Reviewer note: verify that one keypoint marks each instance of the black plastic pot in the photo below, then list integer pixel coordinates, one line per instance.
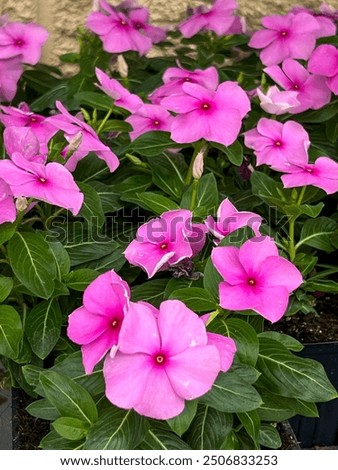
(322, 431)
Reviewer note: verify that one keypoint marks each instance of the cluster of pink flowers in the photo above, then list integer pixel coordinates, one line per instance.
(19, 44)
(155, 359)
(284, 147)
(124, 28)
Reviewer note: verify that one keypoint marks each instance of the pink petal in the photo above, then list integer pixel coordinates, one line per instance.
(180, 328)
(193, 371)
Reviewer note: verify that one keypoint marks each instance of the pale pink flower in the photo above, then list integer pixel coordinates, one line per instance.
(255, 278)
(22, 39)
(175, 77)
(230, 219)
(121, 96)
(51, 183)
(116, 31)
(165, 241)
(324, 61)
(278, 102)
(274, 143)
(286, 36)
(147, 118)
(219, 18)
(7, 205)
(24, 117)
(206, 114)
(163, 360)
(90, 142)
(312, 90)
(10, 73)
(97, 323)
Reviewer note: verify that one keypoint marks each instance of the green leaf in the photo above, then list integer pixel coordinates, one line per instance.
(269, 437)
(231, 394)
(152, 202)
(10, 331)
(33, 263)
(209, 429)
(195, 298)
(151, 291)
(70, 428)
(6, 286)
(317, 233)
(285, 374)
(68, 397)
(116, 429)
(234, 152)
(43, 327)
(91, 208)
(80, 279)
(181, 423)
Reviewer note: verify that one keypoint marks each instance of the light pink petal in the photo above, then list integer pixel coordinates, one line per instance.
(139, 332)
(193, 372)
(180, 328)
(226, 348)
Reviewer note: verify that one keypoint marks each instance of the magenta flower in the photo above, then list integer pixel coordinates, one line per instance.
(278, 102)
(116, 31)
(286, 36)
(149, 117)
(22, 39)
(97, 323)
(323, 174)
(10, 73)
(206, 114)
(313, 92)
(162, 360)
(165, 241)
(175, 77)
(230, 219)
(24, 117)
(274, 143)
(324, 61)
(255, 277)
(219, 18)
(121, 96)
(90, 142)
(51, 183)
(7, 205)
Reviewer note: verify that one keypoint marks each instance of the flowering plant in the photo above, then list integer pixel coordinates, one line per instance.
(157, 214)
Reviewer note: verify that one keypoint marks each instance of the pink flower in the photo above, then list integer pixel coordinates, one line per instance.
(24, 117)
(324, 61)
(121, 96)
(278, 102)
(175, 77)
(149, 117)
(165, 241)
(90, 142)
(22, 39)
(219, 18)
(230, 219)
(206, 114)
(116, 31)
(286, 36)
(51, 183)
(10, 73)
(162, 360)
(323, 174)
(7, 206)
(255, 277)
(312, 90)
(97, 323)
(274, 143)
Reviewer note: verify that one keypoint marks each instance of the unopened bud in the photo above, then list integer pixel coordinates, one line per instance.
(21, 204)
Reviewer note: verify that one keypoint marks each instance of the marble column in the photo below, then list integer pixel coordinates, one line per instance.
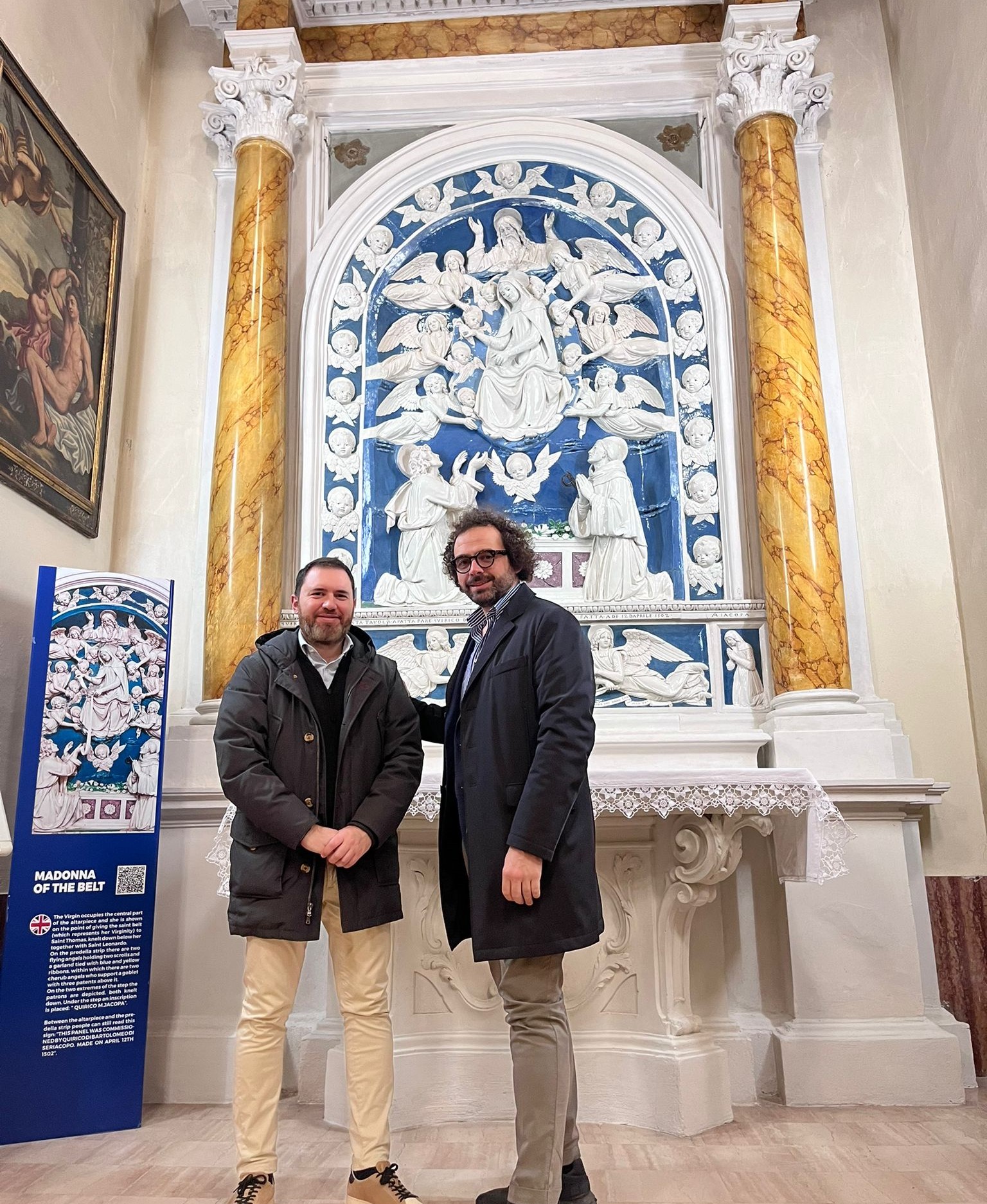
(767, 88)
(258, 120)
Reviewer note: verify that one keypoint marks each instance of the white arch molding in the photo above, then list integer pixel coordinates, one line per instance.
(674, 199)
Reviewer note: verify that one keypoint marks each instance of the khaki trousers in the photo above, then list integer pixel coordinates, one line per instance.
(271, 973)
(544, 1076)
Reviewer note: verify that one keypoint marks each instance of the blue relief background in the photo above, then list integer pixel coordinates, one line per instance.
(660, 475)
(737, 679)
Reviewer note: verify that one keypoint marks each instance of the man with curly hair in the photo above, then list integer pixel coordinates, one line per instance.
(517, 840)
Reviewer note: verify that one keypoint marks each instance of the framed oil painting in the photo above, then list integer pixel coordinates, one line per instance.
(60, 246)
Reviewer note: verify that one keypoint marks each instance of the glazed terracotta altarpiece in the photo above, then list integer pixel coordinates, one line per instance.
(526, 334)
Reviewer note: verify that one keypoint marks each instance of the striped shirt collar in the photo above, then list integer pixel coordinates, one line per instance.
(479, 621)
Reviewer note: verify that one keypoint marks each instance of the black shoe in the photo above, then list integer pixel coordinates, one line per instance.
(576, 1185)
(576, 1189)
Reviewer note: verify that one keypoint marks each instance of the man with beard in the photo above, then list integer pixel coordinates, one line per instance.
(517, 840)
(318, 748)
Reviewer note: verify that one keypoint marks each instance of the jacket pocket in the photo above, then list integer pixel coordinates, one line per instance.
(386, 862)
(258, 869)
(515, 662)
(513, 795)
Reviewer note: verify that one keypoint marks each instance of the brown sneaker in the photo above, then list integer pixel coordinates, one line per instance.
(380, 1186)
(254, 1190)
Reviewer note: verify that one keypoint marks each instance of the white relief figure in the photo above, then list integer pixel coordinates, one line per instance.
(598, 201)
(424, 669)
(619, 411)
(626, 340)
(55, 808)
(59, 676)
(340, 517)
(522, 391)
(107, 632)
(562, 321)
(341, 456)
(463, 364)
(518, 477)
(695, 389)
(572, 359)
(377, 251)
(427, 341)
(150, 720)
(423, 413)
(341, 403)
(350, 300)
(748, 687)
(109, 708)
(342, 353)
(422, 511)
(607, 512)
(698, 449)
(627, 669)
(677, 283)
(649, 241)
(702, 502)
(142, 783)
(704, 571)
(430, 204)
(690, 339)
(111, 594)
(470, 322)
(507, 181)
(512, 251)
(420, 285)
(602, 274)
(103, 757)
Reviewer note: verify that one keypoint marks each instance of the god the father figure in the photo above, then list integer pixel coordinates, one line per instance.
(517, 838)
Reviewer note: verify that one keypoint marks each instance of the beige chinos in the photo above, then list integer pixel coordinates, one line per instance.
(271, 973)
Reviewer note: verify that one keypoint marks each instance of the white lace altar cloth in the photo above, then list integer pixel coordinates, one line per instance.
(809, 833)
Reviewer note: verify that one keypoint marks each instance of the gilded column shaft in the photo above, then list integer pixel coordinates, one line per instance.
(247, 505)
(799, 545)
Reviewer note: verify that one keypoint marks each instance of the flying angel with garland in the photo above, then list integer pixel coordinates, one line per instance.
(519, 478)
(508, 182)
(598, 201)
(430, 204)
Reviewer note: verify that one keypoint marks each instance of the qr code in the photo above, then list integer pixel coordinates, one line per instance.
(132, 879)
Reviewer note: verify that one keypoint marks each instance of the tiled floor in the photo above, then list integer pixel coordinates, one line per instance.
(769, 1155)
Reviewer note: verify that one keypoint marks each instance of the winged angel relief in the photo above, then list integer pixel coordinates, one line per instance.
(508, 376)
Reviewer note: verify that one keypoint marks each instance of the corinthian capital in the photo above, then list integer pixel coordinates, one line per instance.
(258, 99)
(769, 73)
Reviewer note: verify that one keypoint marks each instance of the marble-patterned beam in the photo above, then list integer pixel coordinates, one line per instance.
(247, 506)
(799, 544)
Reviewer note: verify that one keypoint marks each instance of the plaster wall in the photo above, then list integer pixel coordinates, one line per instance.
(937, 59)
(164, 472)
(908, 571)
(92, 62)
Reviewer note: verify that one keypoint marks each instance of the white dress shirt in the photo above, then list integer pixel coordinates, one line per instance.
(326, 669)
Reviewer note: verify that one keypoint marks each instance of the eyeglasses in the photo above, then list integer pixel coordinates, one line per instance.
(484, 559)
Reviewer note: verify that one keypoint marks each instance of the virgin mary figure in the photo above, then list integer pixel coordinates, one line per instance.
(522, 391)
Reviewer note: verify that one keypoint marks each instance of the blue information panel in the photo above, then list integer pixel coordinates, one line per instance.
(76, 966)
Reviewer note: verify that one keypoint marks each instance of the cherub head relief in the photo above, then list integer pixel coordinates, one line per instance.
(342, 441)
(697, 432)
(508, 175)
(427, 198)
(379, 240)
(707, 551)
(340, 501)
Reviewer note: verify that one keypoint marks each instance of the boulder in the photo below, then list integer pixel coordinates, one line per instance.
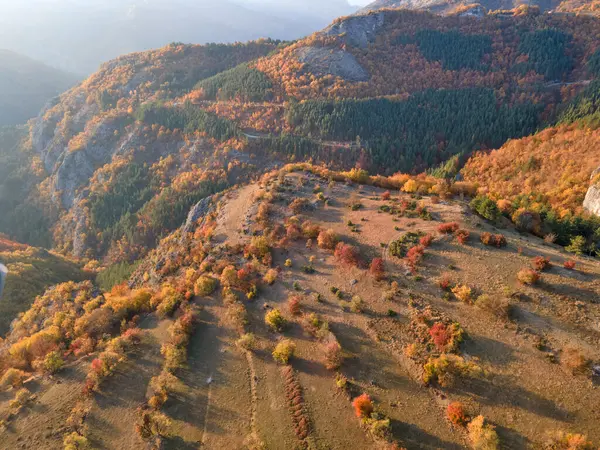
(357, 31)
(592, 198)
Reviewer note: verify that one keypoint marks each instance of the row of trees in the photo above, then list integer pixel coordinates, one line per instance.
(241, 83)
(187, 118)
(420, 132)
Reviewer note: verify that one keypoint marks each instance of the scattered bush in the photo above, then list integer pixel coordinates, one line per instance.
(205, 286)
(247, 341)
(13, 378)
(486, 208)
(414, 256)
(298, 205)
(448, 228)
(540, 263)
(426, 240)
(456, 414)
(569, 441)
(75, 441)
(327, 240)
(575, 361)
(445, 282)
(294, 305)
(333, 355)
(482, 435)
(363, 406)
(284, 350)
(528, 276)
(445, 369)
(53, 362)
(493, 240)
(525, 220)
(167, 300)
(275, 320)
(271, 276)
(22, 397)
(463, 293)
(496, 306)
(462, 236)
(153, 424)
(357, 304)
(578, 245)
(377, 269)
(347, 254)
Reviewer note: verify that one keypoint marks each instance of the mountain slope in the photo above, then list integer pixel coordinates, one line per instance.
(390, 91)
(446, 6)
(30, 272)
(26, 85)
(514, 354)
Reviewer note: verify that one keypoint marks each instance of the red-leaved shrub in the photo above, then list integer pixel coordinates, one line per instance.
(426, 240)
(414, 257)
(363, 406)
(462, 236)
(294, 305)
(440, 335)
(456, 414)
(448, 228)
(540, 263)
(377, 269)
(347, 254)
(528, 276)
(493, 240)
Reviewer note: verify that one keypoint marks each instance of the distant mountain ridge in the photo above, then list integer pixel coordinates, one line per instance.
(445, 6)
(26, 85)
(106, 30)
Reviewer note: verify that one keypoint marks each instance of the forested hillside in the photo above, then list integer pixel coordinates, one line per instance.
(373, 237)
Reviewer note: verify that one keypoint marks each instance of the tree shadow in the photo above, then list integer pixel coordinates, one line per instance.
(501, 391)
(412, 437)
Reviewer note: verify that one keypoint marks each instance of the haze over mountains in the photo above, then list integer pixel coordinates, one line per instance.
(26, 85)
(383, 235)
(78, 36)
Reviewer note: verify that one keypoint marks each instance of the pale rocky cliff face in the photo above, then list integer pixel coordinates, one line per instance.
(592, 198)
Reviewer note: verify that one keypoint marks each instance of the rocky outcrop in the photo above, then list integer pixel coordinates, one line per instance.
(3, 273)
(198, 211)
(327, 61)
(592, 198)
(357, 31)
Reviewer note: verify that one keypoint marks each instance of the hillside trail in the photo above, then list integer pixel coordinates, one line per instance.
(41, 424)
(234, 218)
(114, 413)
(212, 405)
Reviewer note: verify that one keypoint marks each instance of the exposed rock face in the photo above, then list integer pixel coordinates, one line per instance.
(358, 30)
(592, 198)
(326, 61)
(199, 210)
(3, 273)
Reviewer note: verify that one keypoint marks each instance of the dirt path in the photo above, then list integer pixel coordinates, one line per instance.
(42, 424)
(113, 415)
(213, 407)
(234, 217)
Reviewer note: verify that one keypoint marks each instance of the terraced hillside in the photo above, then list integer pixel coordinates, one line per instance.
(290, 298)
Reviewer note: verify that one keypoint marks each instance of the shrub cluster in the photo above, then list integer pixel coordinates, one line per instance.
(448, 228)
(493, 240)
(347, 254)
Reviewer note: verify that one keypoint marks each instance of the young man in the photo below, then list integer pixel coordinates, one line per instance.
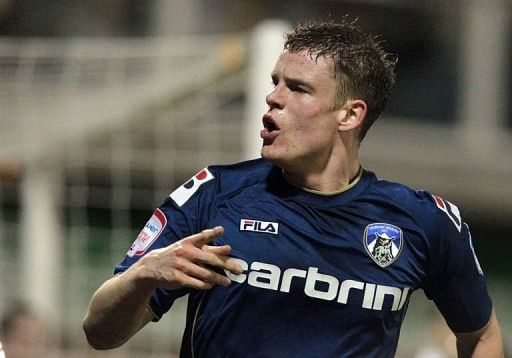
(302, 253)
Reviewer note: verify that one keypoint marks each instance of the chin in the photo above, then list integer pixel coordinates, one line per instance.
(276, 160)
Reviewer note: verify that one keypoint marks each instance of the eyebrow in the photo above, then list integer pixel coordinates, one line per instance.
(294, 81)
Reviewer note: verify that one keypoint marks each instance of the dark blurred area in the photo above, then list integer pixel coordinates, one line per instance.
(422, 34)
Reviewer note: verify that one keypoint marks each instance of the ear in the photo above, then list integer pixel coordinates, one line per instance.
(352, 115)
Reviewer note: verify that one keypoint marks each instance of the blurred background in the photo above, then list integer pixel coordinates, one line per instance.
(107, 106)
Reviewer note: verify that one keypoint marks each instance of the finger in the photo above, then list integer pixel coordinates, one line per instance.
(217, 250)
(181, 279)
(204, 274)
(219, 261)
(204, 237)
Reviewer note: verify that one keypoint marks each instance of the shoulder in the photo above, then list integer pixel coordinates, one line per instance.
(427, 208)
(220, 180)
(242, 173)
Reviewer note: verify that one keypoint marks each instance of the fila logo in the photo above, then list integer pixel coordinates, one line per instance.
(259, 226)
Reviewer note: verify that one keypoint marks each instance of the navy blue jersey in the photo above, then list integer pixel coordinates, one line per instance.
(324, 275)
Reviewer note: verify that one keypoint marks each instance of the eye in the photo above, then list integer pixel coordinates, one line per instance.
(297, 88)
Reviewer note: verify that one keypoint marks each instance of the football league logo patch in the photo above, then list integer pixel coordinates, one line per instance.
(151, 231)
(383, 243)
(185, 192)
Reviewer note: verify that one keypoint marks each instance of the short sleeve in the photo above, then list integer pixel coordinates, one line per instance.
(180, 215)
(456, 282)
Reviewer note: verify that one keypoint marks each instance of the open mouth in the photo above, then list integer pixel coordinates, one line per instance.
(269, 124)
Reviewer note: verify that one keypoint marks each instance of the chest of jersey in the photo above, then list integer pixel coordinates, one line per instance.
(299, 253)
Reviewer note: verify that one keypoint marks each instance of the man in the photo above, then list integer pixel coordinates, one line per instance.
(302, 253)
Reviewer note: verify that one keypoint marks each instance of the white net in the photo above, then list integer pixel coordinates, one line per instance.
(122, 122)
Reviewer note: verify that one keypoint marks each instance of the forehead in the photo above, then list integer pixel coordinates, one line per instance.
(303, 63)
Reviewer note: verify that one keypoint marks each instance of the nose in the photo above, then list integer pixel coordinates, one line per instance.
(275, 98)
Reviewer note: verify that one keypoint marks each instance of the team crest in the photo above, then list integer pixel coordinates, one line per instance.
(383, 243)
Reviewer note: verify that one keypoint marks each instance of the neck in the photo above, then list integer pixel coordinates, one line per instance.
(330, 179)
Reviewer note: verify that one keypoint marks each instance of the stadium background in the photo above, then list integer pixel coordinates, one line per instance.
(106, 106)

WHAT TO PRODUCE: Answer with an exact copy of the lines from the one containing "of the man in" through the end of the entries above, leaving out everything before.

EXERCISE ANSWER:
Reviewer note: verify that one keypoint marks each instance of the man in the photo above, then list integer pixel coordinates, one line per instance.
(302, 253)
Reviewer note: verify that one keypoint marks each instance of the white net in the photo above, then list integer pixel coordinates, one line per instance.
(122, 122)
Reviewer note: verify that one keypoint marks each instance of the forehead in the photo above, then list integer pixel coordinates, one line per instance.
(303, 63)
Reviewer note: verify that one keypoint marks each instance of the nose in the photo above, then list integer pixel coordinates, one line per instance.
(275, 98)
Reviewer note: verify that one keypoint marks each instance of the team crest in the photo above, then list integer pixel coordinates, one line per instance.
(383, 243)
Reviewer note: verify that one keypoint marks each instance of the neck in the photo above, then list integer pixel coordinates, one line per instance.
(330, 179)
Reviewer note: verify that one keypoint marks each instance of the stadium background in the photo above, then list integer pixel coordinates, one line per instance.
(106, 106)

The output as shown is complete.